> _WHAT NEEDS TO BE DONE_:
Once the line with "We need you to process the image above and detect blurred" is found, write it out along with each later line exactly, through the end of the entries, skipping every picture.

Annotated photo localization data
┏━━
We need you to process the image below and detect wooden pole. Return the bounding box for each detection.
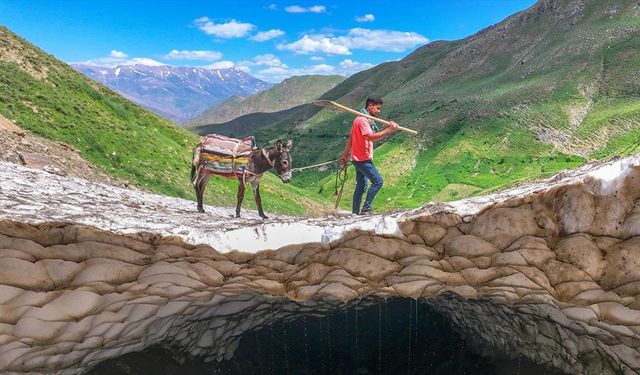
[313,100,418,135]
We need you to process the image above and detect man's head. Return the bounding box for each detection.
[365,96,383,116]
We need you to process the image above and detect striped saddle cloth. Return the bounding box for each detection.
[196,134,256,178]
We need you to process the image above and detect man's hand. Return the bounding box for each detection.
[339,154,348,166]
[388,121,399,131]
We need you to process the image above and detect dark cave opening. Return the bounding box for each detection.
[90,298,567,375]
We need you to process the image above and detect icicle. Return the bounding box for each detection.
[378,302,382,373]
[269,300,275,375]
[326,308,334,375]
[302,302,310,373]
[355,298,359,369]
[282,318,290,374]
[408,298,412,374]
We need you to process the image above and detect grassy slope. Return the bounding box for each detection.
[0,26,330,216]
[187,75,345,127]
[190,104,307,138]
[257,0,640,212]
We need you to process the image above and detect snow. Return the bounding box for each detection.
[114,67,121,77]
[0,162,402,254]
[3,153,638,254]
[587,157,629,194]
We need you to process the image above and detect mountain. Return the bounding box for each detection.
[190,104,307,139]
[0,26,327,216]
[72,64,273,124]
[250,0,640,211]
[186,74,346,128]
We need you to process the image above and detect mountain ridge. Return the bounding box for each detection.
[72,64,273,124]
[186,74,345,128]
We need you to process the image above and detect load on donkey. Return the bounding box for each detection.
[191,134,293,219]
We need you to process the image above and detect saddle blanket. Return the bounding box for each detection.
[197,134,256,178]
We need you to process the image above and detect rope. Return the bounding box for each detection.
[292,160,336,172]
[288,159,348,209]
[334,162,348,209]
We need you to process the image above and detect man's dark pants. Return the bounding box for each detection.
[352,160,384,214]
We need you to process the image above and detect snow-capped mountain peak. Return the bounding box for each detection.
[71,64,273,124]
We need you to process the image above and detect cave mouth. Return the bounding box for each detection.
[90,298,567,375]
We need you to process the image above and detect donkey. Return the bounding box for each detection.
[191,138,293,219]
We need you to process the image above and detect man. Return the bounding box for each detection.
[340,96,398,215]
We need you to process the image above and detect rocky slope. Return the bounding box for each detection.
[2,149,640,373]
[0,114,124,187]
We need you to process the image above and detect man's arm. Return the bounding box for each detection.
[366,121,399,141]
[340,135,351,165]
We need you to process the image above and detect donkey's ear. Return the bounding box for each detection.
[276,140,283,151]
[286,139,293,150]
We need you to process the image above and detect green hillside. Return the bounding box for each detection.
[252,0,640,211]
[191,104,307,139]
[186,75,345,127]
[0,26,330,216]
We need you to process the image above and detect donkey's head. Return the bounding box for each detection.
[273,139,293,183]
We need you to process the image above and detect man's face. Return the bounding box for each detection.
[367,103,382,116]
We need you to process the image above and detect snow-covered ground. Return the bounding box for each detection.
[0,161,402,253]
[1,153,637,253]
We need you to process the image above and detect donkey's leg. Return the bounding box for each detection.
[195,174,210,213]
[235,179,246,218]
[250,179,268,219]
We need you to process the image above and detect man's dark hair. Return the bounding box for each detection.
[366,96,383,107]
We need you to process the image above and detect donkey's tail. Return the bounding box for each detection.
[190,146,200,186]
[190,162,196,185]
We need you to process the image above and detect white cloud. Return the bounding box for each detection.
[253,63,335,82]
[339,28,428,52]
[250,29,285,42]
[355,14,375,22]
[267,4,277,10]
[109,50,128,58]
[163,50,223,61]
[193,17,255,38]
[252,60,376,83]
[254,54,287,68]
[338,59,374,75]
[203,61,236,69]
[309,56,324,61]
[277,28,427,55]
[285,5,326,13]
[277,34,351,55]
[306,64,335,73]
[74,52,165,68]
[309,5,326,13]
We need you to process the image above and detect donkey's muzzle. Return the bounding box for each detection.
[280,171,292,183]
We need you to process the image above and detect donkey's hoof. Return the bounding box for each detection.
[260,215,269,220]
[235,214,241,218]
[197,207,205,213]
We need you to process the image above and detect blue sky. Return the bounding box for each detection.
[0,0,537,82]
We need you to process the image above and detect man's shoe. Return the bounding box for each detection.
[360,208,372,216]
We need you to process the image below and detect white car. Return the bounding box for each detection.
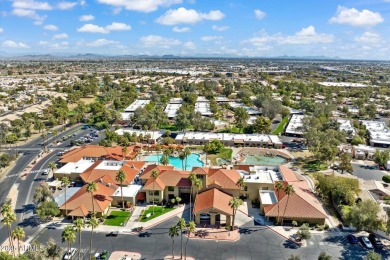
[200,214,210,220]
[360,237,374,249]
[63,248,77,260]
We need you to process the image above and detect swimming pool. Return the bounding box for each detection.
[241,155,287,166]
[145,153,204,170]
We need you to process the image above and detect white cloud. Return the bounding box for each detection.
[183,41,196,49]
[242,26,333,46]
[13,0,52,10]
[80,0,86,5]
[254,9,266,20]
[51,41,69,49]
[79,14,95,21]
[211,25,229,31]
[355,32,382,44]
[0,28,3,33]
[56,2,78,10]
[201,36,223,41]
[43,24,58,31]
[77,22,131,33]
[97,0,182,13]
[38,40,49,46]
[330,6,384,27]
[2,40,29,48]
[79,38,119,47]
[172,26,190,32]
[140,35,181,48]
[156,7,224,25]
[53,33,68,40]
[12,8,46,24]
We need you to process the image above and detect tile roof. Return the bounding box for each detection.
[79,161,145,185]
[59,145,138,163]
[143,170,191,191]
[193,188,233,216]
[192,167,210,175]
[59,182,115,214]
[139,164,174,180]
[206,169,241,190]
[264,182,327,220]
[279,165,300,182]
[68,205,89,217]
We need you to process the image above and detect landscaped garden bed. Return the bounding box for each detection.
[139,206,175,222]
[103,210,131,226]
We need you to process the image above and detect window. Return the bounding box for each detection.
[262,187,269,190]
[149,191,159,196]
[168,186,174,192]
[241,186,248,191]
[196,175,204,180]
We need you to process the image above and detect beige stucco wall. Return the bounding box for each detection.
[241,183,274,201]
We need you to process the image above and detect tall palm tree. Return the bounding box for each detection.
[88,217,99,260]
[12,226,25,256]
[151,170,159,215]
[281,184,295,225]
[61,177,70,217]
[73,218,85,260]
[156,144,161,164]
[177,218,186,259]
[48,161,57,176]
[169,225,179,259]
[188,173,197,222]
[203,142,213,166]
[275,182,284,225]
[86,182,98,217]
[121,146,128,160]
[236,177,245,196]
[184,221,196,260]
[41,131,47,152]
[160,153,170,166]
[179,151,186,170]
[115,170,126,209]
[183,147,191,171]
[229,197,243,231]
[62,226,76,258]
[194,178,203,198]
[1,204,16,256]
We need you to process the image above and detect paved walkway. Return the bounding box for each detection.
[108,251,141,260]
[189,228,239,241]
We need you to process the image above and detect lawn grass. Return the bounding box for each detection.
[103,210,131,226]
[208,148,233,165]
[217,126,242,134]
[272,117,289,135]
[303,160,328,171]
[139,206,175,222]
[159,124,178,131]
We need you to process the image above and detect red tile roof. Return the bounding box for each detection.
[59,145,138,163]
[68,205,89,217]
[279,165,300,182]
[143,170,191,191]
[139,164,174,180]
[206,169,241,190]
[59,182,115,214]
[193,188,233,216]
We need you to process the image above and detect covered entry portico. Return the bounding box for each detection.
[193,188,233,227]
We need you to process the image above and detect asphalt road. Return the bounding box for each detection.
[33,217,390,260]
[0,124,105,244]
[350,163,387,181]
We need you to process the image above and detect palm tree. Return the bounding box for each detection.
[62,226,76,258]
[179,151,186,170]
[194,178,203,198]
[115,170,127,209]
[1,204,16,256]
[160,153,170,166]
[73,218,85,260]
[177,218,186,259]
[203,142,213,166]
[41,131,47,152]
[156,144,161,164]
[229,197,243,231]
[169,225,179,259]
[184,221,196,260]
[236,177,245,196]
[86,182,98,217]
[12,226,25,256]
[88,217,99,260]
[151,170,159,215]
[121,146,128,160]
[188,173,197,222]
[61,177,70,217]
[275,182,284,225]
[183,147,191,171]
[46,238,62,260]
[281,184,295,225]
[48,161,57,176]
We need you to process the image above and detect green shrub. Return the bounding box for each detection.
[382,175,390,183]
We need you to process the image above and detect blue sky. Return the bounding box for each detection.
[1,0,390,59]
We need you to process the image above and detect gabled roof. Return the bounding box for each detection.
[79,160,145,185]
[193,188,233,216]
[143,170,191,191]
[139,164,175,180]
[207,169,241,190]
[59,145,138,163]
[264,182,327,220]
[279,165,299,182]
[68,205,89,217]
[60,182,115,214]
[192,167,210,175]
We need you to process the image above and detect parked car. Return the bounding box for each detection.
[347,234,358,244]
[200,214,210,220]
[106,231,119,237]
[360,236,374,249]
[368,233,384,249]
[96,250,109,259]
[82,125,91,129]
[63,248,77,260]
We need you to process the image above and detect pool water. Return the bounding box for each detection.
[145,153,204,170]
[242,155,287,166]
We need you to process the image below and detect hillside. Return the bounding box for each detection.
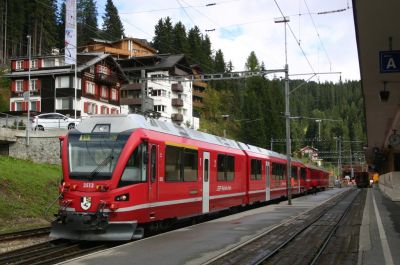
[0,157,61,233]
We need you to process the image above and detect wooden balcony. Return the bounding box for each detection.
[171,113,183,122]
[192,89,205,97]
[121,83,143,91]
[94,72,119,86]
[172,98,184,107]
[171,83,183,93]
[193,101,204,109]
[120,97,142,105]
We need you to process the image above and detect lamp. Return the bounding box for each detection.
[380,81,389,102]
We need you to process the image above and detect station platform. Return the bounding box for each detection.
[62,188,348,265]
[358,187,400,265]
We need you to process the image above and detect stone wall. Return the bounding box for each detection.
[7,130,66,165]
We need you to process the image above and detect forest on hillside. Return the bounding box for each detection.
[0,1,366,167]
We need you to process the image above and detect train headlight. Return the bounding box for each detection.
[115,193,129,201]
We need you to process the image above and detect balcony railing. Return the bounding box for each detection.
[94,72,119,85]
[120,97,142,105]
[172,98,184,107]
[171,113,183,122]
[171,83,183,93]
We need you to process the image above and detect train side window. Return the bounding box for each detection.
[217,154,235,181]
[251,159,262,180]
[291,166,298,179]
[183,148,198,181]
[226,155,235,181]
[119,143,147,187]
[165,146,182,181]
[150,145,157,182]
[301,168,307,180]
[217,154,225,181]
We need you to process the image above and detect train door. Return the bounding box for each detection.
[202,152,210,213]
[266,161,270,201]
[148,144,158,205]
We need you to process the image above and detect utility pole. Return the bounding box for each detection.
[338,137,342,178]
[26,35,31,146]
[141,70,146,113]
[275,16,291,205]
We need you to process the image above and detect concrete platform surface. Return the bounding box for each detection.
[358,187,400,265]
[61,188,348,265]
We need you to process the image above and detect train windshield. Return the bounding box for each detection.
[68,133,129,180]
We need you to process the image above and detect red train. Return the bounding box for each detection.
[50,114,330,241]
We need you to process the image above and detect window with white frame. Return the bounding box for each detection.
[111,88,117,100]
[87,102,97,114]
[15,101,23,111]
[30,79,37,91]
[30,59,38,69]
[154,105,166,112]
[16,61,23,70]
[56,76,70,88]
[86,81,95,94]
[15,80,23,92]
[101,86,107,98]
[58,98,70,110]
[30,101,37,111]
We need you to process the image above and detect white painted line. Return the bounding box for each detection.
[372,191,394,265]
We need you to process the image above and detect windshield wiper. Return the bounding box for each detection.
[88,154,114,180]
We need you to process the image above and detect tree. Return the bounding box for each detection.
[245,51,260,71]
[172,21,189,55]
[101,0,125,41]
[57,1,66,49]
[214,49,226,73]
[152,17,173,54]
[77,0,98,47]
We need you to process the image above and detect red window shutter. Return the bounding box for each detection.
[36,79,41,92]
[95,84,99,96]
[11,102,15,111]
[36,101,40,111]
[23,102,28,111]
[11,61,16,70]
[23,80,28,91]
[23,60,28,70]
[95,105,98,114]
[11,80,15,92]
[84,102,89,113]
[38,59,42,68]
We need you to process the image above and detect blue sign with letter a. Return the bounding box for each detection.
[380,51,400,73]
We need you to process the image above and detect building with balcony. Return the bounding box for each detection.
[83,37,157,59]
[191,65,207,115]
[118,54,196,128]
[7,53,128,117]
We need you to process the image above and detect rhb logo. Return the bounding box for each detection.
[80,196,92,210]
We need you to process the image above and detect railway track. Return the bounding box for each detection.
[0,239,118,265]
[0,227,51,243]
[206,188,362,265]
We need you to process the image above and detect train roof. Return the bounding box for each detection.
[74,114,303,163]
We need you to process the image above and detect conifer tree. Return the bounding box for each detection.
[214,49,226,72]
[102,0,125,41]
[77,0,98,47]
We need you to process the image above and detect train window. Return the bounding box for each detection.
[119,143,147,187]
[272,163,286,181]
[251,159,262,180]
[150,145,157,183]
[301,168,307,180]
[217,154,235,181]
[183,148,198,181]
[226,155,235,181]
[165,146,198,182]
[217,154,225,181]
[291,166,298,179]
[165,146,182,181]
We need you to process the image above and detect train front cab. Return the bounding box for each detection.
[51,128,155,241]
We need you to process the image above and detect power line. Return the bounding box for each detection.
[303,0,332,71]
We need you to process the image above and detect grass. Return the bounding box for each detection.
[0,156,61,233]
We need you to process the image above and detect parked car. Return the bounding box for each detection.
[31,113,80,131]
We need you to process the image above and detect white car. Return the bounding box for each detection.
[32,113,80,131]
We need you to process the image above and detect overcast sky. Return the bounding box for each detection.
[96,0,359,82]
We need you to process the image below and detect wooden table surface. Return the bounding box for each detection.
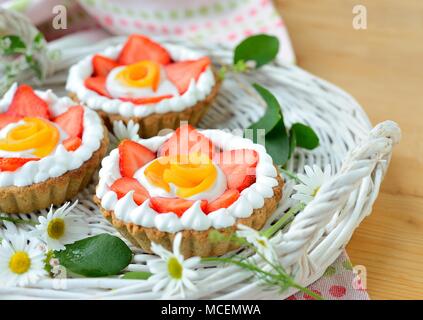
[274,0,423,299]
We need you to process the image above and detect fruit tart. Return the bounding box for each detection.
[66,34,221,138]
[94,124,283,258]
[0,83,108,214]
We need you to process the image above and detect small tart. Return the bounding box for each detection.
[95,125,283,258]
[0,84,108,214]
[67,34,221,138]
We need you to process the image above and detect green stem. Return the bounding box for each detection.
[262,203,305,238]
[278,167,300,182]
[290,281,323,300]
[202,257,323,300]
[0,216,37,226]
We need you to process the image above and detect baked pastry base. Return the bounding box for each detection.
[70,75,222,138]
[94,175,284,258]
[0,129,109,214]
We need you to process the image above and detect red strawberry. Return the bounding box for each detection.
[54,105,84,138]
[84,77,111,97]
[159,124,215,158]
[6,85,50,119]
[0,113,21,130]
[165,57,211,94]
[206,189,240,213]
[214,149,258,192]
[118,34,171,65]
[111,177,150,205]
[0,158,39,172]
[120,95,173,105]
[150,197,207,217]
[119,139,156,178]
[92,54,119,77]
[63,137,82,152]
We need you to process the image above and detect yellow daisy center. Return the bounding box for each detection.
[9,251,31,274]
[167,257,183,279]
[47,218,66,239]
[257,239,268,248]
[312,187,320,197]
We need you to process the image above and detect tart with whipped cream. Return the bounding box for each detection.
[0,84,108,214]
[67,34,221,138]
[94,124,283,257]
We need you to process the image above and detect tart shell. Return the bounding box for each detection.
[94,174,284,258]
[70,74,222,138]
[0,128,109,214]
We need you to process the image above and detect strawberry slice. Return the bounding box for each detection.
[6,85,50,119]
[0,113,21,130]
[206,189,240,213]
[159,124,215,158]
[120,95,173,105]
[63,137,82,152]
[84,77,111,98]
[54,105,84,138]
[118,34,171,65]
[213,149,258,192]
[119,139,156,178]
[92,54,119,77]
[0,158,39,172]
[164,57,211,94]
[150,197,207,216]
[111,177,150,205]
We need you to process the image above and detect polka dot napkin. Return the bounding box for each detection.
[289,251,370,300]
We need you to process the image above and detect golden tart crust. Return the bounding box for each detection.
[0,128,109,214]
[94,174,283,258]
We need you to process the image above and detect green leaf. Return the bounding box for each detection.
[264,119,289,165]
[288,128,297,159]
[55,234,132,277]
[122,271,152,280]
[32,32,45,50]
[234,34,279,68]
[25,54,42,79]
[290,123,319,150]
[248,84,281,139]
[0,35,26,55]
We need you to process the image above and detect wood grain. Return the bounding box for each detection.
[274,0,423,299]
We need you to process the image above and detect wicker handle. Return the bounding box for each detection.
[277,120,401,275]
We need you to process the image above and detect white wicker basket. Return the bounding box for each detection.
[0,13,400,299]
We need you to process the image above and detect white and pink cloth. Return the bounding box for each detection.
[0,0,370,300]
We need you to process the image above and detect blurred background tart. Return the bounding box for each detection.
[0,83,108,214]
[66,34,221,138]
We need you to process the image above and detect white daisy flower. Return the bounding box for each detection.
[291,165,332,205]
[31,201,89,251]
[0,234,47,287]
[113,120,140,142]
[147,233,200,298]
[236,224,278,264]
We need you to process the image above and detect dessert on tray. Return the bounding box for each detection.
[0,83,108,214]
[66,34,221,138]
[94,124,283,257]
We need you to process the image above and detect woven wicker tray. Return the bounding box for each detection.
[0,11,400,299]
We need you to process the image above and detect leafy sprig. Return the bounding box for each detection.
[249,84,319,165]
[220,34,320,165]
[0,32,49,95]
[205,226,322,300]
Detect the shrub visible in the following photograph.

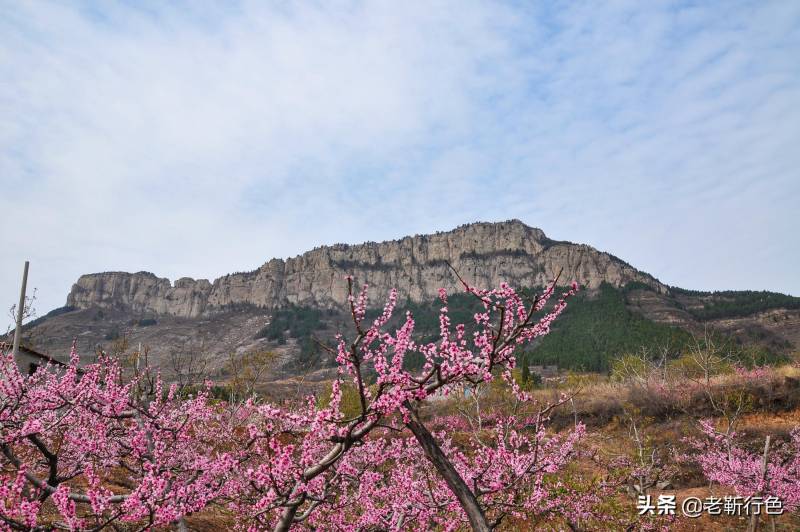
┗━━
> _WRITTEN REPLY_:
We need you to process the image above and detect blurred background tart. Return the bounding box for each detection.
[0,83,108,214]
[66,34,221,138]
We need you to process the image above and detect white daisy flower. Return the bounding box for each detection.
[291,165,332,205]
[31,201,89,251]
[0,234,47,287]
[113,120,140,142]
[147,233,200,298]
[236,224,278,264]
We need you to process the image above and detect dessert on tray. Return the bounding box for each detection.
[0,83,108,214]
[66,34,221,138]
[94,124,283,257]
We need you to process the image above and detect woven wicker tray. Return the bounding box for each detection.
[0,11,400,299]
We need you to process the image above and detect leafy sprig. Return the bounding box for each detection.
[249,84,319,165]
[220,34,320,165]
[0,32,49,95]
[205,226,322,300]
Detect the shrub visible in the following photograph.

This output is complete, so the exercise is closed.